Exercise instructions:
Take the line that contains "In this photo, point at the red terrace" as the first line and the final line of the records as the last; return exactly those lines and the lines between.

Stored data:
** START **

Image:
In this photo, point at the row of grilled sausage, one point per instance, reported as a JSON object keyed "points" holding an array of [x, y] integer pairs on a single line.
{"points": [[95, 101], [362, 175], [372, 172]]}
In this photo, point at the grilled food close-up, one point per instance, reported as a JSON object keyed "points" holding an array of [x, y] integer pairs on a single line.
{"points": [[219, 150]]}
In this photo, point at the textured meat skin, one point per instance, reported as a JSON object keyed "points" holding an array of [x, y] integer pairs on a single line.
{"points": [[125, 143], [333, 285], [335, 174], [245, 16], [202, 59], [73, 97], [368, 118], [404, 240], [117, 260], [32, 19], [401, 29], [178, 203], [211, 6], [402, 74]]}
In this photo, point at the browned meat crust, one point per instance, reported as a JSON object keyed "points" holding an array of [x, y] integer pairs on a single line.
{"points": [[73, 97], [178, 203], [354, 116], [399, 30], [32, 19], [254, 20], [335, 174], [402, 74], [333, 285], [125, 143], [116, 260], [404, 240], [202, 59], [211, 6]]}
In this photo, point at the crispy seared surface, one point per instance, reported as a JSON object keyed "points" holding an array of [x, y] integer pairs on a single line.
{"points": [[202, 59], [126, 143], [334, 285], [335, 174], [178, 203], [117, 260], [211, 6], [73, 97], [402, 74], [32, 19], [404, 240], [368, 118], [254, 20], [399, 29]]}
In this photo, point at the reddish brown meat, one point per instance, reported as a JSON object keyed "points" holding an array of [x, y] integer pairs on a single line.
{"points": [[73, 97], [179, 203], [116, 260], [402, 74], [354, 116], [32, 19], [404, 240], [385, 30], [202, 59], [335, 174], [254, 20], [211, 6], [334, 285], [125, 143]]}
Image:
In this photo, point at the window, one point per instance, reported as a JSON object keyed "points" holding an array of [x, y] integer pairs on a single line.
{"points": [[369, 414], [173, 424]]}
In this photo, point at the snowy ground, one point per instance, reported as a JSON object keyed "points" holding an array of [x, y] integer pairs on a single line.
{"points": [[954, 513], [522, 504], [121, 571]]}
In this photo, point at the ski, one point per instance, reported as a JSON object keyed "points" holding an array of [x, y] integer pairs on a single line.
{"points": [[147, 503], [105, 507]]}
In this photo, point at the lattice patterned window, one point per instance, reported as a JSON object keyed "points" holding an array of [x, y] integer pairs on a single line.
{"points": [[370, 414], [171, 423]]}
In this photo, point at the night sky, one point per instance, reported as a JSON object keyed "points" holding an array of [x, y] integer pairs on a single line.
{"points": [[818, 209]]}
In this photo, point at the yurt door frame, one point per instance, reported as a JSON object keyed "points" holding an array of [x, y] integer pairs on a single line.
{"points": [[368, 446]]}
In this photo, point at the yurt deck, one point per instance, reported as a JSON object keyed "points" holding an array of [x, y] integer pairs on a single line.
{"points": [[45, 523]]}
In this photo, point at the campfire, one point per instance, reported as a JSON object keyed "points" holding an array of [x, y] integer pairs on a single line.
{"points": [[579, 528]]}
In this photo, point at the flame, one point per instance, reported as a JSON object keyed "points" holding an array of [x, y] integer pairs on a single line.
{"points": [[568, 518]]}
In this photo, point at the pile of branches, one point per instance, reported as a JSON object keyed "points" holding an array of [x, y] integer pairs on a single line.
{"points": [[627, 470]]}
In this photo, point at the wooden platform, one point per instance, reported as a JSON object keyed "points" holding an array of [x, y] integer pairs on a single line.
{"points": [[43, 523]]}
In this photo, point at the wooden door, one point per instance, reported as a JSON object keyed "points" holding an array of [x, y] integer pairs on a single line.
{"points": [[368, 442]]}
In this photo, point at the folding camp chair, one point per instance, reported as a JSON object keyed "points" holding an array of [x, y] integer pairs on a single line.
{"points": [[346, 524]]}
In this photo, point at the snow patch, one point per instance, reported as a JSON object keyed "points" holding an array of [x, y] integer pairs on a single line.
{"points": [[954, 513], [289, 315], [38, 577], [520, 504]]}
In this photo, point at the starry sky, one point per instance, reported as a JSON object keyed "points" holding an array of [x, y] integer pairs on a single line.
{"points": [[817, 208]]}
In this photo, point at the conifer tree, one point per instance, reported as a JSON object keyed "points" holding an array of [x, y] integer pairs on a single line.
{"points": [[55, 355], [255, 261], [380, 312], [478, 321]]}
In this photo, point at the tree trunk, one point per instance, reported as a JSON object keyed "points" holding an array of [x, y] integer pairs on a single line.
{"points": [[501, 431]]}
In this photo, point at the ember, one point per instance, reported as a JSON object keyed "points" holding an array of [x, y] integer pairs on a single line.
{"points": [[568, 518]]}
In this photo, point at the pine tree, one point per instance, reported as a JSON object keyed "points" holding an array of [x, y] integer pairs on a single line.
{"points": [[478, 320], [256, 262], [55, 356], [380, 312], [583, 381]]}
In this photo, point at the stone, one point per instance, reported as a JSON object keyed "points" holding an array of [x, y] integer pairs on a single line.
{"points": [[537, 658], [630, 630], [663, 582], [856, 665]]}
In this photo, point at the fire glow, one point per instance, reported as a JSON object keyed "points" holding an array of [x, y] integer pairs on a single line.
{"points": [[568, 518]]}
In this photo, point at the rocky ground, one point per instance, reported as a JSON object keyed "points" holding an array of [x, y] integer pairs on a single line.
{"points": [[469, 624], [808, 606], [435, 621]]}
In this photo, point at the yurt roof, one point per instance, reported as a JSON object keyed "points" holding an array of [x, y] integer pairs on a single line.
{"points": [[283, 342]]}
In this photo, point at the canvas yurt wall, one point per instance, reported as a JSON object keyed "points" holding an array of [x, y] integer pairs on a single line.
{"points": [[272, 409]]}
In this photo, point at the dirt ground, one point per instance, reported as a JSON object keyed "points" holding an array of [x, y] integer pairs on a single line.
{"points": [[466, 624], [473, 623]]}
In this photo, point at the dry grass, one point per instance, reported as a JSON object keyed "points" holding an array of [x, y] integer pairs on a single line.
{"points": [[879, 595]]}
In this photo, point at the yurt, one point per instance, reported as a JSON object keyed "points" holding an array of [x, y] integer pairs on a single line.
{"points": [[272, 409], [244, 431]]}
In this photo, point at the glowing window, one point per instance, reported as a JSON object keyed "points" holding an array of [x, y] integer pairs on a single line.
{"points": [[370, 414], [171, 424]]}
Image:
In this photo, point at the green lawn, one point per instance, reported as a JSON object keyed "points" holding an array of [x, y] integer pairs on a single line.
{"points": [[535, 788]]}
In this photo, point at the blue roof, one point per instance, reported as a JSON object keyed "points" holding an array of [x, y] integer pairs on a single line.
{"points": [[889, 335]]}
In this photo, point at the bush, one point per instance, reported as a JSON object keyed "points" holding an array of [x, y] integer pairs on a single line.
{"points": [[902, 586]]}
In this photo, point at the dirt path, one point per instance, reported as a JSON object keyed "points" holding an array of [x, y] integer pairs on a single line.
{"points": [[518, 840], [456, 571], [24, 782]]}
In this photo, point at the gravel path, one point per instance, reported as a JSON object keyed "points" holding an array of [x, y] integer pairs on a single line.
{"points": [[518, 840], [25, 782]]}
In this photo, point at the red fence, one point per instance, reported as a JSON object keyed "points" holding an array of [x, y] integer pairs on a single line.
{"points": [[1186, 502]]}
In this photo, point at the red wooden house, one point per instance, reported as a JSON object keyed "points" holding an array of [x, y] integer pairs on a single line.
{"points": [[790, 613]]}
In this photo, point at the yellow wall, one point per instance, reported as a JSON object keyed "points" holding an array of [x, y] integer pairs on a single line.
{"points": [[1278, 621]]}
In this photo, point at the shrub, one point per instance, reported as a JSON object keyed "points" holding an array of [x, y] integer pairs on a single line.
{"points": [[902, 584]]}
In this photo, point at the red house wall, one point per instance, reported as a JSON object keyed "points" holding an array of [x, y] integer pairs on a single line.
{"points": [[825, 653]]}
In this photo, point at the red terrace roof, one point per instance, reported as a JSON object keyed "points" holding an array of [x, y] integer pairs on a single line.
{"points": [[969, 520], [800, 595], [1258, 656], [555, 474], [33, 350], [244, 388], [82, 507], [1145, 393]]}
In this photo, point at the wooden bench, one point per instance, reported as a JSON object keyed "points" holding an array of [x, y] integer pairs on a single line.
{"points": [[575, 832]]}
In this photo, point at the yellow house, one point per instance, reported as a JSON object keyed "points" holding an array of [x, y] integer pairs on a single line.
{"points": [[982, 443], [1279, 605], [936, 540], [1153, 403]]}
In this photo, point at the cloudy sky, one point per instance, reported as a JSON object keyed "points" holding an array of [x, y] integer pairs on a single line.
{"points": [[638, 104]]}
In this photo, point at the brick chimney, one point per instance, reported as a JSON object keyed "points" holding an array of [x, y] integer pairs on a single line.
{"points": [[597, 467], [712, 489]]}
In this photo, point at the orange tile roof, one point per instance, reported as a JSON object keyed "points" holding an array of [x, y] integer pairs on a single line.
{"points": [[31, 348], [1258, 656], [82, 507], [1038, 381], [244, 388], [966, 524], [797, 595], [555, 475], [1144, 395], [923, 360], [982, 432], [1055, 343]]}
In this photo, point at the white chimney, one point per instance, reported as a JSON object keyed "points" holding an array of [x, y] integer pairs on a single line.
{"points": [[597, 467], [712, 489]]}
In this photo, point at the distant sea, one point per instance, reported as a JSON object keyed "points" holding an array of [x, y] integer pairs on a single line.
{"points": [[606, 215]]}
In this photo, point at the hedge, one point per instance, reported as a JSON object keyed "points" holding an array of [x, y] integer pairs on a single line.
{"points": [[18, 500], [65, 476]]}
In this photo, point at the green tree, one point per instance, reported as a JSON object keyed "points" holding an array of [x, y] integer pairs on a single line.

** END **

Response for this exercise:
In this photo, point at the red terrace roof, one point per instance, reported as a JSON object keyed "points" holding an array of [x, y] integer pairs on a single line.
{"points": [[969, 520], [800, 595], [1258, 656], [555, 474], [33, 350], [244, 388], [82, 507], [1145, 393]]}
In this photo, point at the wooden bench, one point per instance, reported as a JSON object keyed "points" holding an array of [x, y] integer pairs on a single line.
{"points": [[575, 832]]}
In this photo, point at the yellow house, one point per instance, reported as a JSON object keyed "points" holding an array of [x, y] integer pairs on a single line.
{"points": [[982, 443], [1279, 605], [936, 540], [1153, 403]]}
In this photo, point at the cloudy sky, one point per instance, reported as a JSON object keyed "points" holding an array of [x, y] integer pairs on a single line.
{"points": [[638, 104]]}
In this photo, point at the brick chimney, one point per instance, reported as a JSON object keyed "points" holding an array of [x, y] integer pairs on a single line.
{"points": [[597, 467], [712, 489]]}
In this photo, point at the orange tile roof, one point per instance, reported as a JSON object keyed "points" holding an array of [x, y] integer pairs on a single line.
{"points": [[31, 348], [1258, 656], [82, 507], [1038, 381], [244, 388], [966, 524], [797, 595], [555, 475], [1144, 395], [923, 360], [982, 432], [1055, 343]]}
In this photo, point at the white chimney, one point per instance, reported as a JSON object keyed "points" holding an array of [x, y] integer pairs on a single line.
{"points": [[597, 467], [712, 489]]}
In this photo, point at the distant sea, one point per instance, reported as a JSON object keyed "points" holding an array of [x, y] integer pairs on a single line.
{"points": [[606, 215]]}
In this photo, point at the hedge, one point per instance, reported as a JSON object keyed "points" holding an array of [x, y] integer pairs on a single line.
{"points": [[18, 500], [65, 476]]}
In this photo, point at the green tree, one point per instance, reported as a JSON object keyed "points" holding an array of [x, y] integer pairs on a single line.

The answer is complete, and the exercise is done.